◆ Task description: Give back exactly the lines from the one containing "Could you mark the white wall" through the end of the records, including both, and no others.

◆ Entries provided:

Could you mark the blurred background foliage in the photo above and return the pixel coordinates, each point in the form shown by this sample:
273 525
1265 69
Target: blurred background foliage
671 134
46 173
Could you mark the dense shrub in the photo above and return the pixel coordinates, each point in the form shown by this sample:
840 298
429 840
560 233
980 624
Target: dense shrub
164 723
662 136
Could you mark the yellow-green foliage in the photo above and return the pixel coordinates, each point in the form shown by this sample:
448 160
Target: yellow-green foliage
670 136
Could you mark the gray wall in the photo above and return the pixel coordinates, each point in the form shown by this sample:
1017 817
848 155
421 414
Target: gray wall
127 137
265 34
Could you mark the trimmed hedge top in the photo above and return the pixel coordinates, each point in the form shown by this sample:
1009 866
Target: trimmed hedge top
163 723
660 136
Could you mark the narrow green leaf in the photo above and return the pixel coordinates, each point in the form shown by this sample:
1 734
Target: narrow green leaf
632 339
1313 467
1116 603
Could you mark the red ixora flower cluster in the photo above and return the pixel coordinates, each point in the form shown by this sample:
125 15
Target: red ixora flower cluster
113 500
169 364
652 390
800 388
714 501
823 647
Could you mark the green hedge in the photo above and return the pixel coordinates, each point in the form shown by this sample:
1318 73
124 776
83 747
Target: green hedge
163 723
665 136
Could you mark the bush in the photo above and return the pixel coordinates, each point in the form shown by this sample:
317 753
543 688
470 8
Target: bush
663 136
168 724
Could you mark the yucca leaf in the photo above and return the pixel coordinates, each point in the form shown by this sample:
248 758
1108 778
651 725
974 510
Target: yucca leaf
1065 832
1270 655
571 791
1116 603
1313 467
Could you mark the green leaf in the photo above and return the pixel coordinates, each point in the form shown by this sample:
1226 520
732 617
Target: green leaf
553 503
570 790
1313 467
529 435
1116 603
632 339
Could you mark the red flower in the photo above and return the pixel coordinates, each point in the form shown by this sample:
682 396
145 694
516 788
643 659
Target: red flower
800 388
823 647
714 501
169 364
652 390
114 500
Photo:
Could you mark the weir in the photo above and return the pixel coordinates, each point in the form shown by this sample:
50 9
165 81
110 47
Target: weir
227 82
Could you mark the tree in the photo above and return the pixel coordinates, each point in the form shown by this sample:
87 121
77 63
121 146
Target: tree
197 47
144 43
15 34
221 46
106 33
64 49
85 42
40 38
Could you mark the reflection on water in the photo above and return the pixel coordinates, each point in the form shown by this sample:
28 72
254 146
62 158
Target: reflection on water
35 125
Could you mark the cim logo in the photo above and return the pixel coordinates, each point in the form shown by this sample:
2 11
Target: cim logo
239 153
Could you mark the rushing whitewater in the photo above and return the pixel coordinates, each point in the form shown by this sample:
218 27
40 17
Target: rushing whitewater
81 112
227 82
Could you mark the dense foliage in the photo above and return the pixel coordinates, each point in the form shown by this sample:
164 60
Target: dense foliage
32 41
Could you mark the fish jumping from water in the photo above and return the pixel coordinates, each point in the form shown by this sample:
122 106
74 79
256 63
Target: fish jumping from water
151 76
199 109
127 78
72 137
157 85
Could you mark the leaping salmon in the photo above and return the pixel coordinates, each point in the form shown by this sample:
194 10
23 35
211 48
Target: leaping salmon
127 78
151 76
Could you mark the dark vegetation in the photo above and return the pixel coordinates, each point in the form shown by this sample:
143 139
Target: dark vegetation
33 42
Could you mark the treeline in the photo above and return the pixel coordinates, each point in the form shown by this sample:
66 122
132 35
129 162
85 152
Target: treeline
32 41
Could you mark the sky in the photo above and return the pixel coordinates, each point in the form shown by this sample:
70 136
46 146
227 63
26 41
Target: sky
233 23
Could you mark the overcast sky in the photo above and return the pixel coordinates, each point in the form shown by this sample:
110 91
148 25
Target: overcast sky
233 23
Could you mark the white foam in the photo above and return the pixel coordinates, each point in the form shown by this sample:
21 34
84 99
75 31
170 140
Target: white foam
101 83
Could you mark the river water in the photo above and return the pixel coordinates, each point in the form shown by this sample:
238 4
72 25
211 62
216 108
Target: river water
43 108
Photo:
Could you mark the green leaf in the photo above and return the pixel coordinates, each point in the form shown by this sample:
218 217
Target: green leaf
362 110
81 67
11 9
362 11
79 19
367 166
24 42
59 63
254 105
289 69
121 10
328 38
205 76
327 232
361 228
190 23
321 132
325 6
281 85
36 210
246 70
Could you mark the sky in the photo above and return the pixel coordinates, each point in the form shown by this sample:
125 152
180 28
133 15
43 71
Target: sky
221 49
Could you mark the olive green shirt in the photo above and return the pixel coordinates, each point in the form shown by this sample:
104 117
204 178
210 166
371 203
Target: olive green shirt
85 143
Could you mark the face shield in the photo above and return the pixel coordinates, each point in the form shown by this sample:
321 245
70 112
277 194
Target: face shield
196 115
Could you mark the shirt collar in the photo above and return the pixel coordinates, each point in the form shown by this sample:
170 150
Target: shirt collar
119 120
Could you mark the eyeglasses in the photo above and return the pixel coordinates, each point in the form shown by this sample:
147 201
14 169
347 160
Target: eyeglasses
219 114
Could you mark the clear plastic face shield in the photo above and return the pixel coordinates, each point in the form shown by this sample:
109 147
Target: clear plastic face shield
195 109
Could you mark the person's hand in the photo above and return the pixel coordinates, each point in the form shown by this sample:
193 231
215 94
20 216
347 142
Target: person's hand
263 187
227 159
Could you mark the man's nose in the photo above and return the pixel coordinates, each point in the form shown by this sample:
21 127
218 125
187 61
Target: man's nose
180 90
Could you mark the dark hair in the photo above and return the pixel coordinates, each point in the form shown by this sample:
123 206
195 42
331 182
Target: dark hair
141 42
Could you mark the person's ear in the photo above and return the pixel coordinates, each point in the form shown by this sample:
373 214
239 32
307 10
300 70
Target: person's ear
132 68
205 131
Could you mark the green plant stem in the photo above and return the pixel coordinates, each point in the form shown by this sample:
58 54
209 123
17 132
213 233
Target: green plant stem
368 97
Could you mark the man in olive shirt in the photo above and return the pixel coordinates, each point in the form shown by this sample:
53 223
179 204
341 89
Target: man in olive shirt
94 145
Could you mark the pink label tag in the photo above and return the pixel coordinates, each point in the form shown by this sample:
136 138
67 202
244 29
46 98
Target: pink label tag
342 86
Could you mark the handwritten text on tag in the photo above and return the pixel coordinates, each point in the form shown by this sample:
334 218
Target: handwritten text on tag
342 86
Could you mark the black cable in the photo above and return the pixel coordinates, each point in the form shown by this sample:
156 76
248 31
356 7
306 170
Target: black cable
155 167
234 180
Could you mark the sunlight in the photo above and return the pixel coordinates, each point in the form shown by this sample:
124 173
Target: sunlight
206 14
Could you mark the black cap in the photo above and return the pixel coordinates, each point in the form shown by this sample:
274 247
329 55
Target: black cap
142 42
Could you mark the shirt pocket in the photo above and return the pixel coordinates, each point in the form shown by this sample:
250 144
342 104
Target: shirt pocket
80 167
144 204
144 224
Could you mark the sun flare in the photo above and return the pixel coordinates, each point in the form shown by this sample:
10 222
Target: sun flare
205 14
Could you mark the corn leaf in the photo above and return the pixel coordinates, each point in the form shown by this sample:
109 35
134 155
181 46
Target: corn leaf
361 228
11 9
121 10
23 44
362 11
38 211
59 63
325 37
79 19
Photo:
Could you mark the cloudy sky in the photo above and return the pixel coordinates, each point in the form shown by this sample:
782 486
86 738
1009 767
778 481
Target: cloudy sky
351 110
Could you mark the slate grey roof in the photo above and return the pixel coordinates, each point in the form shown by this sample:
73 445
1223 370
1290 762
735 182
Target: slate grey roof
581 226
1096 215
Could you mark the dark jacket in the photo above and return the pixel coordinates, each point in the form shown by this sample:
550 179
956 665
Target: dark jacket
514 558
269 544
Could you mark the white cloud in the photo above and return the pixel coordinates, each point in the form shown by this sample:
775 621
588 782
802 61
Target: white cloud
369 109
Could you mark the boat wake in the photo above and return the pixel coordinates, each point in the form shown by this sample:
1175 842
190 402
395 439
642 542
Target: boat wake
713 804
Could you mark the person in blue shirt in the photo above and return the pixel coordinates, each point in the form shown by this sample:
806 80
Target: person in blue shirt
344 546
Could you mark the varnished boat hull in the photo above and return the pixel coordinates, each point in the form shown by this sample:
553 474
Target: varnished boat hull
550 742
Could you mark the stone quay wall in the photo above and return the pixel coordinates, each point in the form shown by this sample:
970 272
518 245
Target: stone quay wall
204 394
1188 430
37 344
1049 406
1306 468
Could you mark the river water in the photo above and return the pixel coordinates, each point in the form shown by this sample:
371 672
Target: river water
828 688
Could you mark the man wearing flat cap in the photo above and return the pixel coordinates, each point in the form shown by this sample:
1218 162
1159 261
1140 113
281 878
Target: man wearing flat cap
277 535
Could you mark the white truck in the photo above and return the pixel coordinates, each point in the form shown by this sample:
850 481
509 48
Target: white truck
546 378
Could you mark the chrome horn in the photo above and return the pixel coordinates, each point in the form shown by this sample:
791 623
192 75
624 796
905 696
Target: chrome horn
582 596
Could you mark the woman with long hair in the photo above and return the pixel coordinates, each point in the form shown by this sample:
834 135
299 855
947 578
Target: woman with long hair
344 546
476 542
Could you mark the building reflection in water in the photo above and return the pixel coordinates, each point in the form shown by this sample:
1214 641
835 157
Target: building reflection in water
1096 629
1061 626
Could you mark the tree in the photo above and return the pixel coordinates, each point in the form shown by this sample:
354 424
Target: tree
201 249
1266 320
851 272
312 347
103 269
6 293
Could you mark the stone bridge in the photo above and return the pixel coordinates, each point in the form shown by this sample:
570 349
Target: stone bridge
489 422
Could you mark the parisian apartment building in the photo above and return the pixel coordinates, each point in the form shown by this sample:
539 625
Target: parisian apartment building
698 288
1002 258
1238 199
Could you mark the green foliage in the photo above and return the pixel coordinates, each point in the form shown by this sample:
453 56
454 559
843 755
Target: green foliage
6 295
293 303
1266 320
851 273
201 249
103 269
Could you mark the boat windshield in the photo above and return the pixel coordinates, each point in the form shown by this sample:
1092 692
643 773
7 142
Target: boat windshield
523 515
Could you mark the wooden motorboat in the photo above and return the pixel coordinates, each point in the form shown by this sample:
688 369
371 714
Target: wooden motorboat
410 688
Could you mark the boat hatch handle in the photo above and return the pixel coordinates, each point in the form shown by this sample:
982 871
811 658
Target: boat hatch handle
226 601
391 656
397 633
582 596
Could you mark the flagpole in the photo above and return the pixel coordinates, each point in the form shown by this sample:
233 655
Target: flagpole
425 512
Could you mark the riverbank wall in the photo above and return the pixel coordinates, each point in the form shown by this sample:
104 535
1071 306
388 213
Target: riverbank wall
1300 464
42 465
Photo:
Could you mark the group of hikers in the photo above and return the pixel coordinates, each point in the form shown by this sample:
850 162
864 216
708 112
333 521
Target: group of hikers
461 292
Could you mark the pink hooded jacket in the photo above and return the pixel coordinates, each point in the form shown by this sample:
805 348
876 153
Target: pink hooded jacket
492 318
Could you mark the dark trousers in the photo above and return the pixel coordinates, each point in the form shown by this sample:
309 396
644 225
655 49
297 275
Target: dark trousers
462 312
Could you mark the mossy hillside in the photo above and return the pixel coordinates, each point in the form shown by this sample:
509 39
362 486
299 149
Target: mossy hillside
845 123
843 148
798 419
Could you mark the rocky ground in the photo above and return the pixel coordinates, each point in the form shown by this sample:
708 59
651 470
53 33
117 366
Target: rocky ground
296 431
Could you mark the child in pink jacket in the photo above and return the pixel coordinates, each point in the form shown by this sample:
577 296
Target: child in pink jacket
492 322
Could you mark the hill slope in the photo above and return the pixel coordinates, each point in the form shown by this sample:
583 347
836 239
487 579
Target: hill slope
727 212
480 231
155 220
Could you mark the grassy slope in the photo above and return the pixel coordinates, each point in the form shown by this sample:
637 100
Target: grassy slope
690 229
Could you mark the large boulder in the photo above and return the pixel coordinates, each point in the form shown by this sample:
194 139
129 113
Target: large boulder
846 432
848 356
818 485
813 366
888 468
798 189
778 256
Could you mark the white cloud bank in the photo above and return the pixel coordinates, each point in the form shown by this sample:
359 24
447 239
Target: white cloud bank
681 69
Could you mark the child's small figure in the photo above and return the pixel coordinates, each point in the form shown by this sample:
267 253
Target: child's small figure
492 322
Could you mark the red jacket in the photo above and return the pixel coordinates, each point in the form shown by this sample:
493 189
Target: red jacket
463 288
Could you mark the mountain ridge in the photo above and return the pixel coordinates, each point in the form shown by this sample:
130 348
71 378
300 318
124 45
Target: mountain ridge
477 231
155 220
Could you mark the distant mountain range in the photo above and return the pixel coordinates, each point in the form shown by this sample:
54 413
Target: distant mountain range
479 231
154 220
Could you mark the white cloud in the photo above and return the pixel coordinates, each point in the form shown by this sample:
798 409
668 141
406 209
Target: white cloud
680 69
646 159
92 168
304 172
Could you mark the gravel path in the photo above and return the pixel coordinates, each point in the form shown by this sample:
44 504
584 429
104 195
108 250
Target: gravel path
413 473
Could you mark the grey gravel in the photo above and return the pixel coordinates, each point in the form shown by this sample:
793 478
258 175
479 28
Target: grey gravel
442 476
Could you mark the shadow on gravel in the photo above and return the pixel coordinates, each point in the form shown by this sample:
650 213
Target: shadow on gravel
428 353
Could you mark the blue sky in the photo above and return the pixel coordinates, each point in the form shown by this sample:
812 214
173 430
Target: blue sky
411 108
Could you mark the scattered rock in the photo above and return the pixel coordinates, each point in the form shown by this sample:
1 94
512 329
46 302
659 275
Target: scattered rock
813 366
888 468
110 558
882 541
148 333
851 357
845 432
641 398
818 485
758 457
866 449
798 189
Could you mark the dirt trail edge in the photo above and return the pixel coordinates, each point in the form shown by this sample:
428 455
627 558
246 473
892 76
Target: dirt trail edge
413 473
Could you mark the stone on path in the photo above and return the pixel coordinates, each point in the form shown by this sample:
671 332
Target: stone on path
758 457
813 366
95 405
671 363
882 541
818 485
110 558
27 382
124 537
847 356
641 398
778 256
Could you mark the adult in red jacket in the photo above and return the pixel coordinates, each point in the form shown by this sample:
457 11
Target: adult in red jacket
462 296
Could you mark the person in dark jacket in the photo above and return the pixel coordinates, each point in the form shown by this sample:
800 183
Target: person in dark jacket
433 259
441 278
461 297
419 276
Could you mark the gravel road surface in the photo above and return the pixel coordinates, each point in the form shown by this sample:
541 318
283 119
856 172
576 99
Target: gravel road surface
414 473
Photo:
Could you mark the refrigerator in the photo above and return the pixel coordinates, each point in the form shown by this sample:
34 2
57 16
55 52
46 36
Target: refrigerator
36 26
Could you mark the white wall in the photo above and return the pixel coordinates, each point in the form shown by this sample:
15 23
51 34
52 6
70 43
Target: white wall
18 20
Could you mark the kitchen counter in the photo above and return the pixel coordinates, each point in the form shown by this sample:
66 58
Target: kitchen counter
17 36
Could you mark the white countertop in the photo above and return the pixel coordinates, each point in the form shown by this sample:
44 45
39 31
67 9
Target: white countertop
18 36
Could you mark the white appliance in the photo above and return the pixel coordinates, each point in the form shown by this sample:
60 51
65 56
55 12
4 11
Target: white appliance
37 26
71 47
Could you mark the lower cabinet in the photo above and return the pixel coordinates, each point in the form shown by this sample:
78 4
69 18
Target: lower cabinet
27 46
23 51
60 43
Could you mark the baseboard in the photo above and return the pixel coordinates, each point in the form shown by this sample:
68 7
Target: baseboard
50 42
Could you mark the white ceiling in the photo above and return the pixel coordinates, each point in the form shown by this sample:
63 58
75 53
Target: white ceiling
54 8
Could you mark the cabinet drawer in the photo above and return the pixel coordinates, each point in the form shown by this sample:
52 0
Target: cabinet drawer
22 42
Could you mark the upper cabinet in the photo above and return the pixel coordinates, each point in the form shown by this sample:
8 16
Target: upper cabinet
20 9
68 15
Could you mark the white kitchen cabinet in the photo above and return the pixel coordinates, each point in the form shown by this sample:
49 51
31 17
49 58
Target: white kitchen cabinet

◆ Full output:
Could you mark the white wall in the photo above and return the pixel coordinates, each point in the form shown by this sample:
15 23
51 34
52 6
70 43
Target: white wall
18 20
Could you mark the kitchen counter in the photo above and return the pixel coordinates, each point in the form shown by this sample:
66 58
Target: kitchen counter
17 36
Could you mark the white countertop in the photo above and return the pixel coordinates, each point in the form shown by this sample:
44 45
39 31
67 9
Target: white countertop
18 36
Could you mark the white appliance in the photo above and return the pixel coordinates, each point in the form shown by this sample:
60 51
65 56
55 12
4 11
Target: white appliance
37 26
71 47
Could you mark the lower cabinet in the photo above and return the pixel coordinates, each point in the form shown by this sample:
78 4
69 18
Target: lower cabinet
27 46
23 51
60 43
Could you mark the baseboard in the photo above and return the pixel coordinates, each point in the form shown by this sample:
68 7
Target: baseboard
50 42
Could you mark the white ceiling in the photo above and return the pixel coordinates, each point in the form shown by this sample:
63 58
75 53
Target: white ceiling
54 8
Could you mark the cabinet drawer in the photo above and return the pixel coordinates, each point in the form shown by this sample:
52 0
Target: cabinet drawer
22 42
Could you mark the upper cabinet in the photo above and return the pixel coordinates, each point in the form shown by this sample:
8 16
Target: upper cabinet
20 9
68 15
Could you mark the white kitchen cabinet in the photo above and return the pixel coordinates, each point in the form shown by this sample:
49 51
31 17
49 58
Target: white kitchen cabinet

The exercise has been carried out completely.